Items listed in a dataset
----------
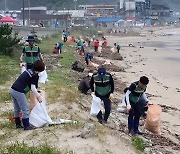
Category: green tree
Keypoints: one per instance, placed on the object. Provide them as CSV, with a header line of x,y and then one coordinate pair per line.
x,y
7,40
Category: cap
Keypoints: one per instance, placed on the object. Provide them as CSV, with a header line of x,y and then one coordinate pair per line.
x,y
30,38
101,72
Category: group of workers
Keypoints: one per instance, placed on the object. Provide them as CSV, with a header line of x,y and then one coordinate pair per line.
x,y
101,84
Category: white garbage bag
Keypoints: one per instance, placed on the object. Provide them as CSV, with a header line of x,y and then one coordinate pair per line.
x,y
95,106
39,116
62,121
43,77
124,106
23,68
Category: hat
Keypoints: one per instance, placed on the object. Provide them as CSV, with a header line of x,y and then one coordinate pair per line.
x,y
90,74
30,38
101,72
144,80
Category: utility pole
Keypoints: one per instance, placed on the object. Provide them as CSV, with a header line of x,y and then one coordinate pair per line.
x,y
29,12
23,14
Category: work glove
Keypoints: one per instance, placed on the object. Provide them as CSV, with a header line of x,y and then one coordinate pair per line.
x,y
40,99
93,93
21,64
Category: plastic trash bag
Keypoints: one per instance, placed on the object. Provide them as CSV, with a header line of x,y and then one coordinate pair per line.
x,y
153,119
62,121
124,107
23,68
33,99
95,105
43,77
39,116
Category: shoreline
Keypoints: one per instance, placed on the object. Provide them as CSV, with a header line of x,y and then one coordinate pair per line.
x,y
161,64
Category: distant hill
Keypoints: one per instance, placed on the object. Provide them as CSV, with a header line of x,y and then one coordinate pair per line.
x,y
70,4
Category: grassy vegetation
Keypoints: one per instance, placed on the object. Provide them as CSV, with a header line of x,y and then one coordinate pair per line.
x,y
22,148
138,143
8,69
48,42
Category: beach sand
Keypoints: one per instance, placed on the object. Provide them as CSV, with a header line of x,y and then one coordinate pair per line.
x,y
157,56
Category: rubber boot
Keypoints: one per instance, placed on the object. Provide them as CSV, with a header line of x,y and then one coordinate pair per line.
x,y
130,124
18,122
136,125
99,117
26,124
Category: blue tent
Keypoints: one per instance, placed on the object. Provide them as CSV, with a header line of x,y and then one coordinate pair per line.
x,y
108,19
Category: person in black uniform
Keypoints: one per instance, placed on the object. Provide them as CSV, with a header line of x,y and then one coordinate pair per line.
x,y
27,81
104,86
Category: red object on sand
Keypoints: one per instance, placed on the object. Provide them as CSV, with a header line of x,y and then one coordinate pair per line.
x,y
7,19
72,39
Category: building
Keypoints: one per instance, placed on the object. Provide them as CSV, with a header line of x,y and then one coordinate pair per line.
x,y
98,10
160,11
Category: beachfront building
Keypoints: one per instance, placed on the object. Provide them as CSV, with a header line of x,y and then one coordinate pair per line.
x,y
98,10
134,8
36,15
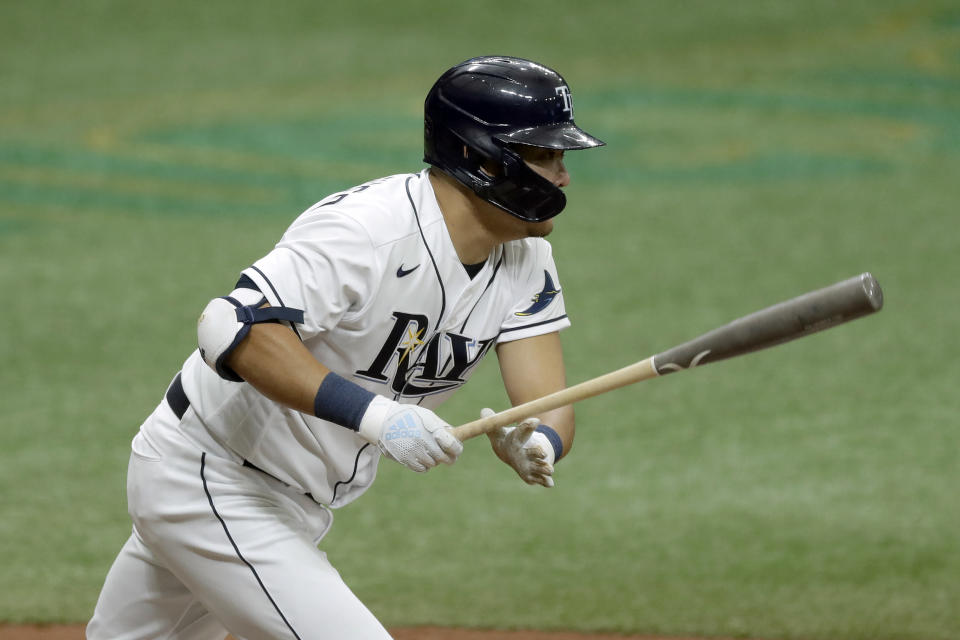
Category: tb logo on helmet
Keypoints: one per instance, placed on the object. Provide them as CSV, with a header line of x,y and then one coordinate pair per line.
x,y
564,92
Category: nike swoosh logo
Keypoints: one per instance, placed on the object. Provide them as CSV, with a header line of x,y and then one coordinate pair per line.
x,y
405,272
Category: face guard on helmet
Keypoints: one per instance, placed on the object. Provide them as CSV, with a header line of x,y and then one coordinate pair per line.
x,y
479,109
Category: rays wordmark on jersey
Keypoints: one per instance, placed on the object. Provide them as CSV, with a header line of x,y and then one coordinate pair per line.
x,y
415,367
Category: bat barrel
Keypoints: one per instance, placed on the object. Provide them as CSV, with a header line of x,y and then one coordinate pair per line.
x,y
801,316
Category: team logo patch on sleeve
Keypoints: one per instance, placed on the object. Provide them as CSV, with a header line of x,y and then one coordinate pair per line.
x,y
543,299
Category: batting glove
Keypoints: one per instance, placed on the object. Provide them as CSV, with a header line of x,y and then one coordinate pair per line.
x,y
409,434
525,449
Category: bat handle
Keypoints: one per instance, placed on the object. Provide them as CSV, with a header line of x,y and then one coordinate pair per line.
x,y
636,372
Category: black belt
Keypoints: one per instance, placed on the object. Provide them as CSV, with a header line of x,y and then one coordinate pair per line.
x,y
179,403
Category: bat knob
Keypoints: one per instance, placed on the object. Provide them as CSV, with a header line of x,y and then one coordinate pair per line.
x,y
872,290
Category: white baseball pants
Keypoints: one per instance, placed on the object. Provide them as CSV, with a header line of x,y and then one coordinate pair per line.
x,y
216,548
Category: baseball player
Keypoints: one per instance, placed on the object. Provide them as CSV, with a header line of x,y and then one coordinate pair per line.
x,y
332,351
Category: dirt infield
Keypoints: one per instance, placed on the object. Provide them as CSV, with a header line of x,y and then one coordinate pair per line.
x,y
75,632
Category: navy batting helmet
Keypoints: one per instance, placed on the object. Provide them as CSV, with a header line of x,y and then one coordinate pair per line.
x,y
479,108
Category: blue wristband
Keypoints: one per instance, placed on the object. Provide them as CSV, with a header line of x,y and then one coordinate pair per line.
x,y
342,402
554,439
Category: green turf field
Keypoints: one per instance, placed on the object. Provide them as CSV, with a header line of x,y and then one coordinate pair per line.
x,y
757,150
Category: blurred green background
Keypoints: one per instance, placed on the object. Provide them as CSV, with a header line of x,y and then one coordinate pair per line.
x,y
757,150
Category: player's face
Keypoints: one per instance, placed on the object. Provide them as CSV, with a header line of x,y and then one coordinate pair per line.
x,y
548,163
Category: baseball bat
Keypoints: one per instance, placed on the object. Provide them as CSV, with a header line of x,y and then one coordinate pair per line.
x,y
801,316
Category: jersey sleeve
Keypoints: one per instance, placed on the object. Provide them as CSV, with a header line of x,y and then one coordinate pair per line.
x,y
324,265
538,306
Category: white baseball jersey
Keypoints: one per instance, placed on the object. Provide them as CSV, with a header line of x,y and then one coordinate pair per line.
x,y
388,305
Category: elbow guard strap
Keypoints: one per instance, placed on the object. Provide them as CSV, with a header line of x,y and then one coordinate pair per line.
x,y
226,321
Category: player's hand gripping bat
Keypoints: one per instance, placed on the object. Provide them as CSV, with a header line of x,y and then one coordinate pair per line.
x,y
815,311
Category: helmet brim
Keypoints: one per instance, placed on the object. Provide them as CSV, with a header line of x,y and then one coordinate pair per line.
x,y
562,135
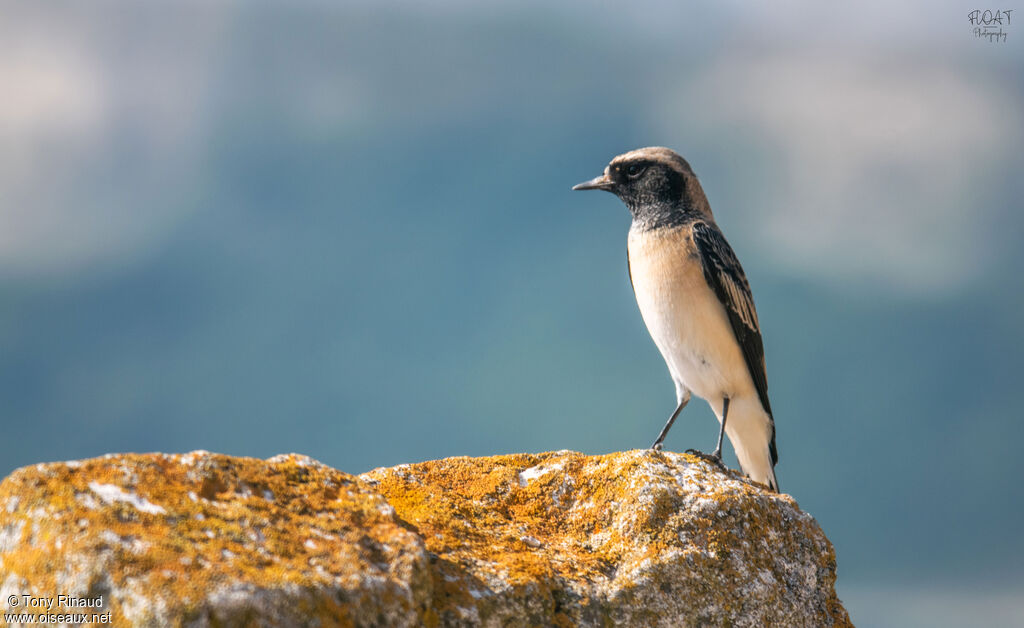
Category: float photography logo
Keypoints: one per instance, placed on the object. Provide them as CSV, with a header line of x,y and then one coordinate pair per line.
x,y
988,24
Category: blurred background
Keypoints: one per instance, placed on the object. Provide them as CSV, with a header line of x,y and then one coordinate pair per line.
x,y
345,229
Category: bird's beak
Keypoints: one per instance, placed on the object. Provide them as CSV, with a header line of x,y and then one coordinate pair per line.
x,y
598,182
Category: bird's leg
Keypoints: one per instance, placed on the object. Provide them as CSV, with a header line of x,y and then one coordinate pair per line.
x,y
665,430
716,458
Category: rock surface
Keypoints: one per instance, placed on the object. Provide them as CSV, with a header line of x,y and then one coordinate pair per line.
x,y
557,539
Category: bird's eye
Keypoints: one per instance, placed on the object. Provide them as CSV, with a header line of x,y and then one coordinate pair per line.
x,y
635,170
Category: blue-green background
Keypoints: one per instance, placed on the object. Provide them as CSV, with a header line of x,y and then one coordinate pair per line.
x,y
346,229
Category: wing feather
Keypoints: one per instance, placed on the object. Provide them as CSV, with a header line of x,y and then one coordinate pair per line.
x,y
726,278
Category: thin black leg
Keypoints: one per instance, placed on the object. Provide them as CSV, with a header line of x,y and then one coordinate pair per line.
x,y
665,430
716,458
721,431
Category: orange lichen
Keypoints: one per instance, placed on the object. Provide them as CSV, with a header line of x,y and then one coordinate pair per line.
x,y
548,539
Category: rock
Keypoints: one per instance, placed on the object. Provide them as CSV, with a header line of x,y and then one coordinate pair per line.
x,y
558,539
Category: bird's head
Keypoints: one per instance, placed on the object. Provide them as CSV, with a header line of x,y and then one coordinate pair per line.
x,y
655,183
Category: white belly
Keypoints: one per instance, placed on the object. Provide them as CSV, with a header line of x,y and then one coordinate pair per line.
x,y
684,317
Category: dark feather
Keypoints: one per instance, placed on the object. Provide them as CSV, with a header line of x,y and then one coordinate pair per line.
x,y
725,276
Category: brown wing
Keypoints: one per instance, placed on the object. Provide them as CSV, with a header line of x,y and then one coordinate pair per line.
x,y
725,276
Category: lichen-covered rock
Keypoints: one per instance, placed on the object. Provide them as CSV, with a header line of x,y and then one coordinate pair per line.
x,y
558,539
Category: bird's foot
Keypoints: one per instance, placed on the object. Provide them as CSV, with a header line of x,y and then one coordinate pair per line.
x,y
715,458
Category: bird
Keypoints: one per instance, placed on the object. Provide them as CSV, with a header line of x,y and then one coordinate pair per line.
x,y
696,303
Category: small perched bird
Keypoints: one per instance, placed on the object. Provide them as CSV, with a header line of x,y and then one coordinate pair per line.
x,y
695,301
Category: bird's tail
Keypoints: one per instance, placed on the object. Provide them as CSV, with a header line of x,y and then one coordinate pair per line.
x,y
750,430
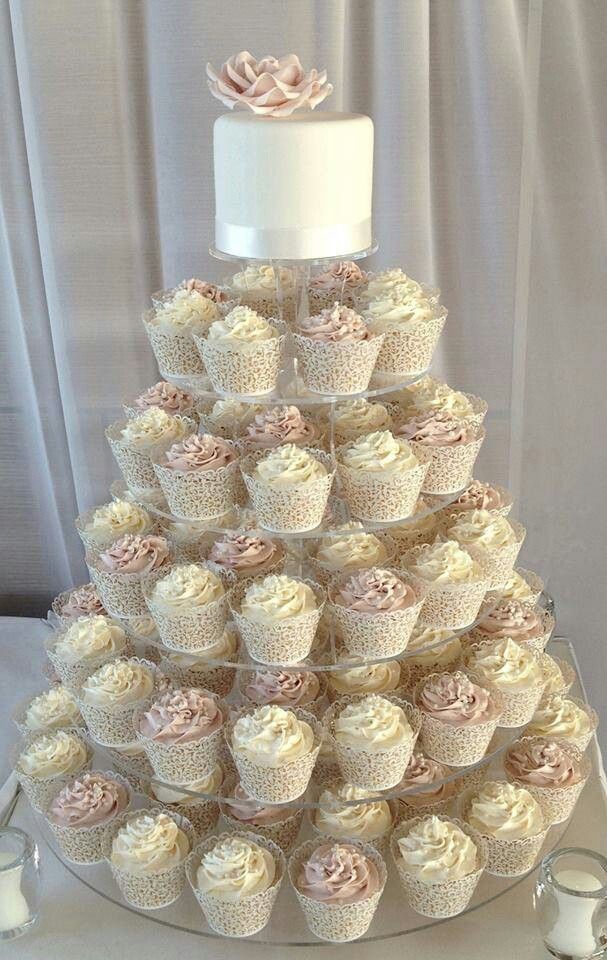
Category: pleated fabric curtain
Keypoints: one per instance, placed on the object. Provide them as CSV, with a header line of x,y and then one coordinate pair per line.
x,y
490,121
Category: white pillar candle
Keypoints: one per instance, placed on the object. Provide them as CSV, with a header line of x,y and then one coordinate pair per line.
x,y
572,933
14,911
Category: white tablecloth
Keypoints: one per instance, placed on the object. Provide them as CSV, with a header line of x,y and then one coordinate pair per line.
x,y
77,922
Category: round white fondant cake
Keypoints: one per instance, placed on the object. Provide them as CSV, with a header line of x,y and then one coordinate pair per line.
x,y
295,187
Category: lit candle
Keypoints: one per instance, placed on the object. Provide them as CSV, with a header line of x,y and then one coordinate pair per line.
x,y
572,933
14,911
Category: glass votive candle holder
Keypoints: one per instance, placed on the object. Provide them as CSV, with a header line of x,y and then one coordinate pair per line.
x,y
19,883
571,903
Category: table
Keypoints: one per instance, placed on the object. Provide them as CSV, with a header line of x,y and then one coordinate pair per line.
x,y
75,919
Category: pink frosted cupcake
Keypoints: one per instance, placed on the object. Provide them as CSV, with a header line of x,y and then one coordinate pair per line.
x,y
336,351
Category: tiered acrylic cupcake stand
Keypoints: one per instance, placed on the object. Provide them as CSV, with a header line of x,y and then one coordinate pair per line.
x,y
287,926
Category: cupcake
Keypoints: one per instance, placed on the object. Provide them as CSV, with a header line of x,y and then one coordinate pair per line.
x,y
164,395
206,668
280,823
53,709
189,607
411,325
171,326
45,760
381,476
355,550
510,822
425,788
236,879
185,799
243,352
343,814
274,751
338,886
240,556
439,863
491,540
459,718
101,527
375,611
277,617
79,602
455,583
182,733
258,285
373,737
381,677
482,496
119,572
554,772
289,487
336,351
80,812
451,445
515,671
110,696
563,718
513,618
342,280
132,442
146,851
199,476
356,418
87,643
431,650
274,426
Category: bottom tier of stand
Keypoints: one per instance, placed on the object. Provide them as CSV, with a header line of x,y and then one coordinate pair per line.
x,y
287,926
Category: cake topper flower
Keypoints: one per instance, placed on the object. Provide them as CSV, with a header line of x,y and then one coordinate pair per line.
x,y
269,87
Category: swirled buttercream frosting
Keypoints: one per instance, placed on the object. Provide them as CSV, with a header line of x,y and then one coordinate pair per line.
x,y
379,452
89,800
456,700
372,724
276,598
435,851
338,873
235,868
504,811
181,716
272,737
148,844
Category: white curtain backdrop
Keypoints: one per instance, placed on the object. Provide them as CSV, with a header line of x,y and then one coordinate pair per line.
x,y
490,120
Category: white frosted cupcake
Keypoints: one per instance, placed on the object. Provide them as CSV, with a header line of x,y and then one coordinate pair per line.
x,y
199,476
491,540
132,442
102,526
277,617
456,583
373,737
45,760
235,879
189,607
439,863
289,487
85,644
171,326
513,669
274,751
355,418
243,352
146,851
564,718
381,476
510,822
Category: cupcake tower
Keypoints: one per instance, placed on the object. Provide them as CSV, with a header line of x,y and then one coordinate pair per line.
x,y
305,656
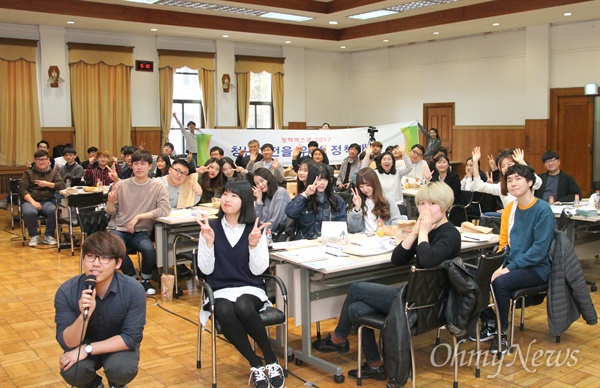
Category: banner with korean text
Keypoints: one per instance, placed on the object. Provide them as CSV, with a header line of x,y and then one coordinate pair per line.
x,y
284,142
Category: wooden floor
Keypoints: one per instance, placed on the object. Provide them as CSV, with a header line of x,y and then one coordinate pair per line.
x,y
29,278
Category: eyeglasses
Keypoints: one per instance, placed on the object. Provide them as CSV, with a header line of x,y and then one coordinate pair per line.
x,y
179,172
90,258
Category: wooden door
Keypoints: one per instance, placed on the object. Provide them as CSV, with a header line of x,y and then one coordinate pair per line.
x,y
573,135
440,116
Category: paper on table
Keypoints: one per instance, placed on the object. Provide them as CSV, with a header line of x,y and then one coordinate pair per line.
x,y
304,255
477,237
329,263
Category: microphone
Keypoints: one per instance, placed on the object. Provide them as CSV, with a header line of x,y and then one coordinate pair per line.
x,y
90,284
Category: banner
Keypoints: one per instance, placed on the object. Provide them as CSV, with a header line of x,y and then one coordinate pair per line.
x,y
336,141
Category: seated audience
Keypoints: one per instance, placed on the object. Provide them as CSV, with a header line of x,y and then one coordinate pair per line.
x,y
555,182
505,160
211,180
389,177
36,188
244,157
526,230
110,318
312,145
270,200
233,253
133,204
267,162
230,170
370,204
350,166
99,173
91,158
433,141
182,187
71,173
163,164
217,152
317,203
433,240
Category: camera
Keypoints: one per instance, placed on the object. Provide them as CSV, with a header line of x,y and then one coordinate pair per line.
x,y
371,131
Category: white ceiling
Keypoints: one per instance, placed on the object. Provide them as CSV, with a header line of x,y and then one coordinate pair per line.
x,y
589,10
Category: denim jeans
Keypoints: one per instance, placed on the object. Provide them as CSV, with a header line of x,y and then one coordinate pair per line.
x,y
140,242
30,214
503,285
120,368
364,299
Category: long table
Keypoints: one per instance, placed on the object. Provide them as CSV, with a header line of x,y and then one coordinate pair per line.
x,y
317,293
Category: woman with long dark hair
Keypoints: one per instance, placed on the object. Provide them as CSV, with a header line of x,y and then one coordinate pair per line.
x,y
233,253
370,204
270,200
317,203
211,180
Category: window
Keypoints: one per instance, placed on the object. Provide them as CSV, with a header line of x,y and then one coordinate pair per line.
x,y
260,114
187,104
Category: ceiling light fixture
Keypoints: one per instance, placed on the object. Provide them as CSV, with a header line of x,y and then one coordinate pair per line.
x,y
372,14
285,16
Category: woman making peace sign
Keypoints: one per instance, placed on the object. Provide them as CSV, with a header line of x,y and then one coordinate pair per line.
x,y
233,253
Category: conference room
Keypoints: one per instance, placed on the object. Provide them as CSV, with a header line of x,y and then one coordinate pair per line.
x,y
493,74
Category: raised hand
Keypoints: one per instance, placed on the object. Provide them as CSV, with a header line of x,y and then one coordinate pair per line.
x,y
356,200
492,162
205,230
257,194
519,156
476,154
256,232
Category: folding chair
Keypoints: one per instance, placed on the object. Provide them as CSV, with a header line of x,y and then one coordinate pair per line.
x,y
74,201
271,317
425,296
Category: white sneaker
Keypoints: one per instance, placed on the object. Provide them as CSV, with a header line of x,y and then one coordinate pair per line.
x,y
49,240
35,240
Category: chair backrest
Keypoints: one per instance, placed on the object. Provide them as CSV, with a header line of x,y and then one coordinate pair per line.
x,y
91,219
563,221
426,295
85,200
487,265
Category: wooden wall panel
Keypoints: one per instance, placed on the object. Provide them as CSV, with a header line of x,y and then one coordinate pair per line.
x,y
150,136
56,136
536,141
489,138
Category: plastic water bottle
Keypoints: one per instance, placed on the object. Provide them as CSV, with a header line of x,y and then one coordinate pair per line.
x,y
269,238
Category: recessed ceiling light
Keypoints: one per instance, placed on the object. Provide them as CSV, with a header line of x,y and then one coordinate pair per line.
x,y
373,14
285,16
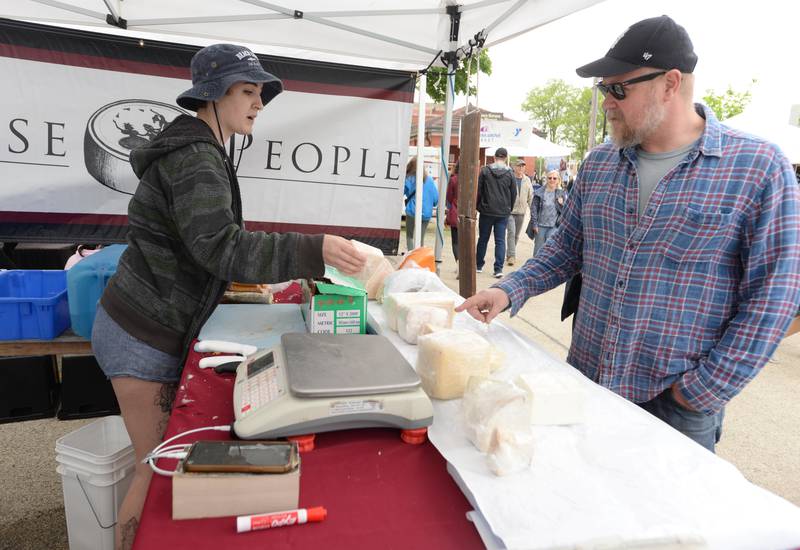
----------
INSTRUCTIONS TO FOLLOW
The answer must be every line of the records that holds the string "feather".

SOLUTION TO THE PROBLEM
Category: wing feather
Category: dark feather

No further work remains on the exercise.